**Aim**
Copy out all the records exactly.

**Record list**
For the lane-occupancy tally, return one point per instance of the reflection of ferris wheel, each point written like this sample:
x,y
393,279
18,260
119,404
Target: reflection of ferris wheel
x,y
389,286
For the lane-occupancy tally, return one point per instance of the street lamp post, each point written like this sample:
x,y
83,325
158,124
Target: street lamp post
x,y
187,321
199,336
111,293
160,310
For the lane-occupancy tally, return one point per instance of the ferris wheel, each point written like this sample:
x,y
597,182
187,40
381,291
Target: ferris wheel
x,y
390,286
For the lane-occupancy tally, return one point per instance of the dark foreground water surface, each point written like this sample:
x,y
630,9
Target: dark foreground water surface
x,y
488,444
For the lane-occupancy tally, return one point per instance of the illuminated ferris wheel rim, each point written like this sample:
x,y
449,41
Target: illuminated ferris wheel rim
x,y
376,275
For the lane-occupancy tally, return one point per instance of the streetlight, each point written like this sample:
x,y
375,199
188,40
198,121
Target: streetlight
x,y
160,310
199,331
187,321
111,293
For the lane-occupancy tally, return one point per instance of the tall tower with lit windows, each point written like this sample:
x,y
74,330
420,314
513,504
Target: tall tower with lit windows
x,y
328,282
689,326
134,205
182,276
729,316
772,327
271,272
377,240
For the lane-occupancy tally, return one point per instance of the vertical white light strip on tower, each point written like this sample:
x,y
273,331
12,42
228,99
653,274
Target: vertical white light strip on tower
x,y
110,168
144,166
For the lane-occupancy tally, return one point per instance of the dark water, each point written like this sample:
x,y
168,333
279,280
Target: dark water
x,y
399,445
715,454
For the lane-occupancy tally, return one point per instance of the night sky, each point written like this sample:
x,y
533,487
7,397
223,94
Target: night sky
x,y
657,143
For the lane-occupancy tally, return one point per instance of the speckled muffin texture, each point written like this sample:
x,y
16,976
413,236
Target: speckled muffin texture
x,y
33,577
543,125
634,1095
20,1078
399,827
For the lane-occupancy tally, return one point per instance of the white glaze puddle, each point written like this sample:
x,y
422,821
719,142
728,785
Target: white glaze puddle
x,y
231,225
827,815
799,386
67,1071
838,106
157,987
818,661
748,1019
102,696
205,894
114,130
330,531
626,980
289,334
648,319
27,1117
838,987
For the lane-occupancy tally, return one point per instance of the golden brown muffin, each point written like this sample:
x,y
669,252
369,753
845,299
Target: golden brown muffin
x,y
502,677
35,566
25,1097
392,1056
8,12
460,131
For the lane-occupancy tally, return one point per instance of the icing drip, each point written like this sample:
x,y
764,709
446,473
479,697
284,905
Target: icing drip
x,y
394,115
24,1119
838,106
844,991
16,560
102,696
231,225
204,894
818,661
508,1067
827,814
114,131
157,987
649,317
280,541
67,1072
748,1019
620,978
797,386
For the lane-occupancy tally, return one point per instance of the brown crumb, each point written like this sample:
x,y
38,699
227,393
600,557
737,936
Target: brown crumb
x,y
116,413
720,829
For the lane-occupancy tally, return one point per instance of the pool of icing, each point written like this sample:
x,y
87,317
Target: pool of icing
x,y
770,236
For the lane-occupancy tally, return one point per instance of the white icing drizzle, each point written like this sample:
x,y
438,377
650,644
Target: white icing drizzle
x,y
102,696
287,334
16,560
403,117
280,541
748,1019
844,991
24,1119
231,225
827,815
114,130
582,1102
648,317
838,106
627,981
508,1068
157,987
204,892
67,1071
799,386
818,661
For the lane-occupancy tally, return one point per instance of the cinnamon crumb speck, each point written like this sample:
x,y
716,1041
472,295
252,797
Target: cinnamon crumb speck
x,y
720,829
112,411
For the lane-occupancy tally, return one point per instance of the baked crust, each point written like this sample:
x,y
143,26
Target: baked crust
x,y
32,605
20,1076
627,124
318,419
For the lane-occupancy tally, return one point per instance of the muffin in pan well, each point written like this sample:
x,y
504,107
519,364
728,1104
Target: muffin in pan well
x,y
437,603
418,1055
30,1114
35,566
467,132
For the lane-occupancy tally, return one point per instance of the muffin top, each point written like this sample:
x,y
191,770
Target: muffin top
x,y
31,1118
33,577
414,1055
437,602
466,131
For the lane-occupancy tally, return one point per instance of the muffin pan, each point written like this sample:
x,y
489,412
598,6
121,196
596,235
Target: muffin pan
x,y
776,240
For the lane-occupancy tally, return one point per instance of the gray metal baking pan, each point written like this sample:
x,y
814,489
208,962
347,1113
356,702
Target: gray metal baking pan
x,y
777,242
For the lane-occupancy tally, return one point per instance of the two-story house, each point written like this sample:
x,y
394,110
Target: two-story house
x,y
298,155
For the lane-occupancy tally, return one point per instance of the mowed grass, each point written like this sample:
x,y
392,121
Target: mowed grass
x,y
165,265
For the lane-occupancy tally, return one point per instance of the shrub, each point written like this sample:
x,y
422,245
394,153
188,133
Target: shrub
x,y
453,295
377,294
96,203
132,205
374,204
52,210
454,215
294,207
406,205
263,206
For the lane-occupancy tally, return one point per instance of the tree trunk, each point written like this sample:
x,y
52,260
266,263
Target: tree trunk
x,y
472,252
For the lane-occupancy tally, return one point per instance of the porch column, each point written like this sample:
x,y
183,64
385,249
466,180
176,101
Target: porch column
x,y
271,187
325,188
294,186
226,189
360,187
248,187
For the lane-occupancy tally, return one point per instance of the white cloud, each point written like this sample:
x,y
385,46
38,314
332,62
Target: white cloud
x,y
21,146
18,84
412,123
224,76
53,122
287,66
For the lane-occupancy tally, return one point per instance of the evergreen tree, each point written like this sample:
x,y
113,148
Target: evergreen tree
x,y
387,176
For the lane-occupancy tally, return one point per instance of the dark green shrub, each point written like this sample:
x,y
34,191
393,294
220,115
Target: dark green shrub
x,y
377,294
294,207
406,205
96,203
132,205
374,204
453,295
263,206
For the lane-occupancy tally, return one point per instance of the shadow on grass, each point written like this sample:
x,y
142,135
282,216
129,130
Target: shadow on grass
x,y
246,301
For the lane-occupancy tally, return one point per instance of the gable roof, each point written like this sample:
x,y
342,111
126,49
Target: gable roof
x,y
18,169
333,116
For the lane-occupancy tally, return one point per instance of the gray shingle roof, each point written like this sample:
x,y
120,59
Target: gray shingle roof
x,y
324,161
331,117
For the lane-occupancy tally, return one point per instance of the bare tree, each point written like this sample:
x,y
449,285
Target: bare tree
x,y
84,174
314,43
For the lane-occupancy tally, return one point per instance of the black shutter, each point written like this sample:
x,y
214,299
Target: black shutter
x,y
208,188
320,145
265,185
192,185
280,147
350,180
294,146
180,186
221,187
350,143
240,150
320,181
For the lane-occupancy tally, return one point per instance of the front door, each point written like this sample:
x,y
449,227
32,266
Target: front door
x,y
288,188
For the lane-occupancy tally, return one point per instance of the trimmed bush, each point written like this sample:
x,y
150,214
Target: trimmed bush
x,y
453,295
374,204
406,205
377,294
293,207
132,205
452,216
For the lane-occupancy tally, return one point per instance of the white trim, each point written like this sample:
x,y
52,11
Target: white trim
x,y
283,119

**Complete output**
For the lane-occupancy tally, return one point per instance of the reflection of ferris wheel, each point written like this sample:
x,y
393,279
18,260
119,404
Target: reflection of ferris wheel
x,y
389,286
For the lane-occupancy tally, return one point per instance of the street lamp post, each point written like this sample:
x,y
83,325
158,124
Target: street lamp post
x,y
187,321
199,336
111,293
160,310
For the lane-occupancy tally, return one point per instance of the ferris wheel, each point written like this sample:
x,y
597,182
187,40
381,291
Target: ferris wheel
x,y
390,286
For the lane-occupancy tally, return one point per instance of the dark foreground water surface, each point written like this sample:
x,y
630,9
Target: dark foreground water surface
x,y
488,444
For the lane-occupancy tally, return one point per instance of the illuminated ferris wheel rim, each point written like this sample:
x,y
449,41
Target: illuminated ferris wheel rim
x,y
376,275
For the lane-occupancy tally, return one point per instance of the streetlight, each point written like this sample:
x,y
375,199
188,40
198,121
Target: streetlight
x,y
160,310
199,331
187,321
111,293
For the lane-occupancy tally, return one point per instance of the tall tower with lit windows, each point written like this sample:
x,y
74,330
420,314
513,504
Target: tall tower with lit windows
x,y
328,282
689,326
134,205
182,276
729,316
772,327
271,272
377,240
For the lane-occupancy tally, return one point per instance of the vertical white light strip on tower, each point written like this sample:
x,y
273,331
12,42
228,99
653,274
Target: vertical white light strip on tower
x,y
110,168
144,166
For the lane-occupancy tally, return one point per instance of the dark water, each point written like this sample:
x,y
168,333
279,280
Target: dark water
x,y
399,445
715,454
For the lane-occupancy tally, return one point per instance of the night sky, each point written like this sample:
x,y
533,487
7,397
223,94
Target: night sky
x,y
657,143
For the lane-occupancy tally, return one point per instance of the speckled muffin texture, each point written like this sample:
x,y
16,976
413,236
Target: speckled muffin texture
x,y
33,577
543,125
634,1095
20,1078
399,827
For the lane-occupancy tally, return one point per instance of the white glaze puddle, each point written like this sample:
x,y
422,821
719,142
728,785
Target: white glaze puddle
x,y
231,225
827,815
799,386
67,1071
838,106
157,987
818,661
748,1019
102,696
205,894
114,130
330,531
626,980
289,334
648,319
27,1117
838,987
For the lane-occupancy tally, return one point per instance of the golden brown muffin, each point written like this sample:
x,y
669,252
369,753
845,299
Target: golden brown muffin
x,y
502,677
35,566
25,1097
392,1056
8,12
460,131
For the lane-occupancy tally, return one point per instance of the icing drip, each point written like this sample:
x,y
764,709
446,473
479,697
284,905
Target: icing drip
x,y
394,115
24,1119
838,106
844,991
16,560
102,696
231,225
204,894
818,661
508,1067
827,814
114,131
157,987
649,317
280,541
67,1072
748,1019
620,978
797,386
For the lane-occupancy tally, return one point per instance of the brown crumb, each point written like this sample:
x,y
38,699
227,393
600,557
737,936
Target: brown crumb
x,y
116,413
720,829
For the lane-occupancy tally, return one point per instance of the pool of icing, each point written like this sample:
x,y
87,317
Target: pool of icing
x,y
770,236
For the lane-occupancy tally, return one point per instance of the white icing drizzle, each point written like this sample:
x,y
438,377
650,644
Target: white icing drizzle
x,y
102,696
287,334
16,560
403,117
280,541
748,1019
844,991
24,1119
231,225
827,815
114,130
582,1102
648,317
838,106
627,981
508,1068
157,987
204,892
67,1071
799,386
818,661
For the lane-occupancy tally, return one point per instance of the cinnamon crumb speck, each point written like this sample:
x,y
716,1041
472,295
252,797
Target: cinnamon crumb speck
x,y
720,829
112,411
For the lane-occupancy tally, return one point per instance of the baked crust, each point written like this sample:
x,y
143,26
Target: baked crust
x,y
32,605
20,1076
627,124
318,419
For the lane-occupancy tally, return one point per instance of the muffin in pan well, each point written like this sample:
x,y
504,107
519,364
728,1104
Target: muffin in pan well
x,y
437,603
418,1055
30,1114
35,566
467,132
For the lane-occupancy tally, return one point per instance of the muffin top, each point written like this sample:
x,y
191,770
Target: muffin top
x,y
31,1118
33,577
414,1055
437,602
466,131
For the lane-occupancy tally, return one point per instance of the muffin pan, each point written like this sample:
x,y
489,412
598,6
121,196
596,235
Target: muffin pan
x,y
776,240
For the lane-occupancy tally, return one point per instance of the gray metal baking pan, each point written like this sample:
x,y
814,489
208,962
347,1113
356,702
Target: gray metal baking pan
x,y
777,242
For the lane-occupancy tally, return one point per instance of the two-story house, each point written like this sample:
x,y
394,110
Target: two-story house
x,y
298,155
For the lane-occupancy tally, return one point per instance of the mowed grass, each point written like this sample:
x,y
392,121
Target: mowed grass
x,y
165,265
For the lane-occupancy tally, return one point per instance of the shrub, each point written like this sample:
x,y
422,245
394,153
188,133
Target: shrub
x,y
453,295
377,294
96,203
132,205
374,204
52,210
454,215
294,207
406,205
263,206
For the lane-occupancy tally, return one point per instance of the tree trunk, each point written like this sample:
x,y
52,260
266,263
Target: tree trunk
x,y
472,252
For the lane-occupancy tally, return one point per instance of the porch column, each point written like this sample:
x,y
183,64
385,249
466,180
176,101
Target: porch column
x,y
271,187
325,188
294,186
226,189
360,187
248,187
For the lane-occupancy tally, return one point per instance of the white cloud, each point written like this sample:
x,y
385,46
38,314
332,62
Target: white cloud
x,y
21,146
18,84
412,123
224,76
53,122
287,66
For the lane-occupancy tally, return one point per instance of the evergreen tree, each point written like this sample:
x,y
113,148
Target: evergreen tree
x,y
387,176
For the lane-occupancy tally, return one point per instance of the dark green shrub, each point written like this sample:
x,y
34,191
393,294
220,115
Target: dark green shrub
x,y
377,294
294,207
406,205
96,203
132,205
374,204
453,295
263,206
For the lane-occupancy tally, return one point per instance of the shadow on grass, each point written like this sample:
x,y
142,135
282,216
129,130
Target: shadow on grass
x,y
246,301
For the lane-occupancy tally, return one point per instance of the gable roof, each point written like this sample:
x,y
342,111
126,49
Target: gable roof
x,y
18,169
333,116
For the lane-occupancy tally, return one point per instance of the gray shingle roof, each point written like this sample:
x,y
120,59
Target: gray shingle roof
x,y
324,161
331,117
For the lane-occupancy tally, return one point per instance of the bare tree, each point written like this sample:
x,y
449,285
Target: bare tree
x,y
84,174
314,43
For the lane-occupancy tally, return one point per instance of the black shutter, each point written like this sample:
x,y
214,299
Target: black shutter
x,y
208,188
320,145
265,185
192,185
280,147
350,180
294,146
180,186
221,187
350,143
240,150
320,181
For the lane-occupancy tally, return one point per instance of the front door, each point written like this sample:
x,y
449,227
32,266
Target: front door
x,y
288,188
For the lane-occupancy tally, return one point per instance of the trimmed bush, each point written like this sample:
x,y
150,214
Target: trimmed bush
x,y
453,295
374,204
406,205
377,294
293,207
132,205
452,216
For the lane-occupancy tally, return one point per instance of the white trim, each point written like this sample:
x,y
52,11
Target: white trim
x,y
283,119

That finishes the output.